(ABOUT THIS EXERCISE):
In the discussion of the PMGKY relief package, what did a household need to have done to receive the second PM‐UY installment?

(DOCUMENT EXTRACT):
_ _ _ _
RESULTS AND DISCUSSION
Effectiveness of the PMGKY scheme
Table 4 presents the state‐wise comparison of beneficiaries (out of the eligible farmers) for the four components of the PMGKY emergency relief package. In the PM‐KISAN program, results in Table 4 show that 81% of farmers in the sampled states were eligible to receive the benefits and that 89% of eligible farmers received cash transfers of about INR 2000. Note that the share of farmers receiving PM‐KISAN benefits is not 100% because farmers may not have met the requirements (such as data entry errors in a beneficiary's account number and delay in uploading beneficiary information) to receive the program's benefits. The share of cash transfer recipients in the PM‐KISAN scheme was highest for Uttar Pradesh (93%), followed by Rajasthan (88%), and Madhya Pradesh (83%). In the current situation, in which liquidity is a concern for farmers, the emergency cash transfer under the PM‐KISAN program in the form of a lump‐sum payment is likely to provide much‐needed support for ongoing agricultural activities, mostly to crop farmers. The PM‐UY program results in Table 4 show that 63% of households were eligible to receive conditional cash transfers. In terms of beneficiaries, 94% of the farming households received direct cash benefits under the PM‐UY scheme. The number of recipients under the PM‐UY program was highest in Uttar Pradesh (96%), followed by Madhya Pradesh (94%) and Rajasthan (92%). Recall that payment under the PM‐UY is a conditional transfer, and the first installment was provided to all PM‐UY beneficiaries. However, to receive the second installment, the household needed to have purchased the cooking gas tank from the money it received in April. Therefore, the findings need to be interpreted carefully.
TABLE 4.
Beneficiaries of PM‐KISAN, PM‐UY, PM‐JANDHAN and PM‐AVY, by States, India, 2020
| States | No. of | PM‐KISAN | PM‐UY | PM‐JDY | PM‐AVY | ||||
|---|---|---|---|---|---|---|---|---|---|
| Farmers (#) | Eligible farmers (%) | Recipient farmer (%) | Eligible farmers (%) | Recipient farmer (%) | Eligible farmers (%) | Recipient farmer (%) | Eligible farmers (%) | Recipient farmer (%) | |
| Rajasthan | 449 | 82 | 88 | 63 | 92 | 83 | 95 | 99 | 80 |
| Madhya Pradesh | 483 | 89 | 83 | 63 | 94 | 79 | 89 | 97 | 60 |
| Uttar Pradesh | 857 | 76 | 93 | 62 | 96 | 76 | 95 | 99 | 82 |
| All states | 1,789 | 81 | 89 | 63 | 94 | 78 | 93 | 98 | 76 |
Source: ICAR‐IFPRI Survey 2020.
Note: The percentage of recipient farmer is calculated out of the eligible number of farmers for the scheme.
_ _ _ _
Records from a data collection:
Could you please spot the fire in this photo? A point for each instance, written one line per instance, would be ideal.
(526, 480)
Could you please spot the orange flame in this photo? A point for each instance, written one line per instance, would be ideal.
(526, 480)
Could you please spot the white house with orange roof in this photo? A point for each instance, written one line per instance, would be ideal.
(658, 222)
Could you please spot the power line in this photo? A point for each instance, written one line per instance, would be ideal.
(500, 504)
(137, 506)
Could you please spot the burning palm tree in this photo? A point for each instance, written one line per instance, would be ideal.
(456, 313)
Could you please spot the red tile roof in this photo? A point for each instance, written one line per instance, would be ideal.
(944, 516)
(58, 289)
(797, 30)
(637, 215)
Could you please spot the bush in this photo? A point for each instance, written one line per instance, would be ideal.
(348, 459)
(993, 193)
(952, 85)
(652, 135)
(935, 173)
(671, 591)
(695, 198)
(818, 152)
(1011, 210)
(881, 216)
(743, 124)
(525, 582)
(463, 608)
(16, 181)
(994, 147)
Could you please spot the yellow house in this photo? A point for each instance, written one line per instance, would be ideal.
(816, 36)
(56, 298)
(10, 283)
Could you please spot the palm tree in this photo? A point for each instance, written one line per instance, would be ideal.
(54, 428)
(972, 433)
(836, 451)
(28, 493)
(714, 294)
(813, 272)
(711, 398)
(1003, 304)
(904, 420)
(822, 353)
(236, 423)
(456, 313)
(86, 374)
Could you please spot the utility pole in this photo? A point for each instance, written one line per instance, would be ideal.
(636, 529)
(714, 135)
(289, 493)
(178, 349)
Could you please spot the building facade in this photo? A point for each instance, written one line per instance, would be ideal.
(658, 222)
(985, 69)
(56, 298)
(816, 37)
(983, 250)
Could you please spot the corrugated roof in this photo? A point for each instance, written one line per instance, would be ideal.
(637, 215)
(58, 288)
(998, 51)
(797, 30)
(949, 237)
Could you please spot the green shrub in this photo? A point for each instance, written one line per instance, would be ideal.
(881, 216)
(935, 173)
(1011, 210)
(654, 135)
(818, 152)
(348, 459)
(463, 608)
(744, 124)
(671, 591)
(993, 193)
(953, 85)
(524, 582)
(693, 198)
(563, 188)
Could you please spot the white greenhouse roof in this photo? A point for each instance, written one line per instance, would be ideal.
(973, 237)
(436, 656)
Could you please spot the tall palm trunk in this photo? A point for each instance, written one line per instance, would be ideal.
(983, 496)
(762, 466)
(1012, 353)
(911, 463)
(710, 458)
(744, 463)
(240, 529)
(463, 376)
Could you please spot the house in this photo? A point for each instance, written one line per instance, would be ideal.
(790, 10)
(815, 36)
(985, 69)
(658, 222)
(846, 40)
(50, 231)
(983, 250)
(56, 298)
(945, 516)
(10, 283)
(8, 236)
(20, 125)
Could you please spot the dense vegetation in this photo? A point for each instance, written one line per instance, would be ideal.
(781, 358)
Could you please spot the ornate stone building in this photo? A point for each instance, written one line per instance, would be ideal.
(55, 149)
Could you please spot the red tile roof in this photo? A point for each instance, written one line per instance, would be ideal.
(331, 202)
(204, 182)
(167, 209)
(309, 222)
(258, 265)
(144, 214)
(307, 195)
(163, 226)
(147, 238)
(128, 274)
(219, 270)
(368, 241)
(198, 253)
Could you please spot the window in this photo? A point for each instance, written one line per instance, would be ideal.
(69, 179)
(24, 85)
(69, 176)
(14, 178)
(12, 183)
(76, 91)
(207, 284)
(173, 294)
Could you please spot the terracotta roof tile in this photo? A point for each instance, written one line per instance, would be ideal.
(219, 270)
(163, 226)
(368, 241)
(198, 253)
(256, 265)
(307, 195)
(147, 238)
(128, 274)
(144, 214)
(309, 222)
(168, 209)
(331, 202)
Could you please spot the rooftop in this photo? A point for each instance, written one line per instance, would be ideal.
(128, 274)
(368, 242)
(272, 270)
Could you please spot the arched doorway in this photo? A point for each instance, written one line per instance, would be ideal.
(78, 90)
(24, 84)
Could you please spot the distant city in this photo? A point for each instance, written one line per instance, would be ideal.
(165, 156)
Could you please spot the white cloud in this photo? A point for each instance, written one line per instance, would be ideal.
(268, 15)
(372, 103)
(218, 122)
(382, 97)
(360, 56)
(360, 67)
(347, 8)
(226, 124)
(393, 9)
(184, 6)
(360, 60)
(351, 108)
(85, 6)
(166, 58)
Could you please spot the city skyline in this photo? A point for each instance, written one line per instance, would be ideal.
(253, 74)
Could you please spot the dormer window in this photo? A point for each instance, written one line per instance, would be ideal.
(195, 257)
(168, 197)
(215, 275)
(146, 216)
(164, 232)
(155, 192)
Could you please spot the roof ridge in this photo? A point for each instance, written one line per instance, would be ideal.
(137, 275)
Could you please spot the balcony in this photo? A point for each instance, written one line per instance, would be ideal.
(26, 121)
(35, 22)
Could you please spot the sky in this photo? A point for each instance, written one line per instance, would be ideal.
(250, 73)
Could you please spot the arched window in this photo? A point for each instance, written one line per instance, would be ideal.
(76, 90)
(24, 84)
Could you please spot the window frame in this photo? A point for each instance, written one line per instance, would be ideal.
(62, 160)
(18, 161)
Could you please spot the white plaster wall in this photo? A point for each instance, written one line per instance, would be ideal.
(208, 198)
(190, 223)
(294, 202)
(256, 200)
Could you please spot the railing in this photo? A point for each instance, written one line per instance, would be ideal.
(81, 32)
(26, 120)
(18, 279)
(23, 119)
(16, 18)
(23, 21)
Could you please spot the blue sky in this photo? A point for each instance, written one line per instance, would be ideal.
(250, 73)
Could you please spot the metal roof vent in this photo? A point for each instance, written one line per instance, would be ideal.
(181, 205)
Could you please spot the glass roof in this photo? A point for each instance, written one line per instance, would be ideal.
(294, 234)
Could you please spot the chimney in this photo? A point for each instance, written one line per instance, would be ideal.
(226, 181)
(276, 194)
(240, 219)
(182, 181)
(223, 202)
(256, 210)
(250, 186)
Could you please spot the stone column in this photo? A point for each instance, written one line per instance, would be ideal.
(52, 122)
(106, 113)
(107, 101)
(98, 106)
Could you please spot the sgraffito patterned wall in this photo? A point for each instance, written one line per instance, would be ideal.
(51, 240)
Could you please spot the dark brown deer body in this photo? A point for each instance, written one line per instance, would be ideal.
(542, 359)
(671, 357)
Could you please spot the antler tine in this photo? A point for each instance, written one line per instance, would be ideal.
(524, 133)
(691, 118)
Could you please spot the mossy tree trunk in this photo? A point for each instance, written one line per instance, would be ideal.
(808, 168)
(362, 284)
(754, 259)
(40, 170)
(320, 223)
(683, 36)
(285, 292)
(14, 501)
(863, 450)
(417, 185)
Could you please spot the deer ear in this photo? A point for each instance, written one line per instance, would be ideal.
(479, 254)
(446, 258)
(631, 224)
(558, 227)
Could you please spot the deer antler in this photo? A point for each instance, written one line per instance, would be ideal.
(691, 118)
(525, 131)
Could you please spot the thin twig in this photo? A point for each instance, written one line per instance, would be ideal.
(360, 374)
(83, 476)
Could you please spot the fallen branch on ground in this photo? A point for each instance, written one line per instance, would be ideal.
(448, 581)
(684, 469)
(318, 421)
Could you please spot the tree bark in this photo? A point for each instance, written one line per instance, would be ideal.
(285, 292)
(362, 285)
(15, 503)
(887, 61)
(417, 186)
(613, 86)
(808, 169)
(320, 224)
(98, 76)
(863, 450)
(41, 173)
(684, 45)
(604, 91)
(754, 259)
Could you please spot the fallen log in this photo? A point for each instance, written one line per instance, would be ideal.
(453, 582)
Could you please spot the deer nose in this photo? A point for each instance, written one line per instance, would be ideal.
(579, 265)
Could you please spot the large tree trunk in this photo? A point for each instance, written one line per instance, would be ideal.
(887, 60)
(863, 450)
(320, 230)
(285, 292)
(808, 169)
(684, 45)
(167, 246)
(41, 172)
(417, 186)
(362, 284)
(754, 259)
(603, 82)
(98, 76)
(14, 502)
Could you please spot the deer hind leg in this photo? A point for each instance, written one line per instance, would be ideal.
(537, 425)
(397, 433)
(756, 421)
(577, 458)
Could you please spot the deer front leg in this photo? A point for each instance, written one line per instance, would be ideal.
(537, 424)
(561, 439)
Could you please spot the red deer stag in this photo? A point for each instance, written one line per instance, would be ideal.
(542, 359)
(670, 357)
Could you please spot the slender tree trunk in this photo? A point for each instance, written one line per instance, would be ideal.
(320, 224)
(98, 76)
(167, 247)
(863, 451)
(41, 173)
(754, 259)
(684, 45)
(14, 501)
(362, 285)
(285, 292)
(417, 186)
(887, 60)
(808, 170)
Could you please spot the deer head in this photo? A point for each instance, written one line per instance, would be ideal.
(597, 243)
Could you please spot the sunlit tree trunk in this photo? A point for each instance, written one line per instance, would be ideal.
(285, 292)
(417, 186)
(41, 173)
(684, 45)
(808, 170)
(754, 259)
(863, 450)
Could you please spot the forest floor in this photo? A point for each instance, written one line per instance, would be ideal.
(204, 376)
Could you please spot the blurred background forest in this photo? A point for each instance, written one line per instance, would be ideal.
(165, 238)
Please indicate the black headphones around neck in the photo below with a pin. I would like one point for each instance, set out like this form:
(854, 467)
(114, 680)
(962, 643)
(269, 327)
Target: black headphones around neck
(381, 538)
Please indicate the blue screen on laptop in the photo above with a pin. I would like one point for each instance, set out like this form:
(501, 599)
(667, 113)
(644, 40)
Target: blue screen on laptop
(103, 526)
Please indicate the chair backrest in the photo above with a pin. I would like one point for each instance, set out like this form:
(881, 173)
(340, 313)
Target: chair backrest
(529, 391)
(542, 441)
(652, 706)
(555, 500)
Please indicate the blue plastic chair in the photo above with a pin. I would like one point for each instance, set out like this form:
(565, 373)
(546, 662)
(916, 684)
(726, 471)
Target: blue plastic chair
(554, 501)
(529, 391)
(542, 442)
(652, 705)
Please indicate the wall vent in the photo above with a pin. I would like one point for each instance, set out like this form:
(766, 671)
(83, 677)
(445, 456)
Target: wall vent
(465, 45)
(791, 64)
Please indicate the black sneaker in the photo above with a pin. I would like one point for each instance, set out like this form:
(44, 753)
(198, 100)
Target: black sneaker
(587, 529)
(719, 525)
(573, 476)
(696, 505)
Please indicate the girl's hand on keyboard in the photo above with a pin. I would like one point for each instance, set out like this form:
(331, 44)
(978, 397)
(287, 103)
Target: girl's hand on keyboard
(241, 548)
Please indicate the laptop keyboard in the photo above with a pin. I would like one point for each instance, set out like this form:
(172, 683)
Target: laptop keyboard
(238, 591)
_ _ _ _
(ANSWER FOR THE TASK):
It needed to have purchased the cooking gas tank with the money it received in April.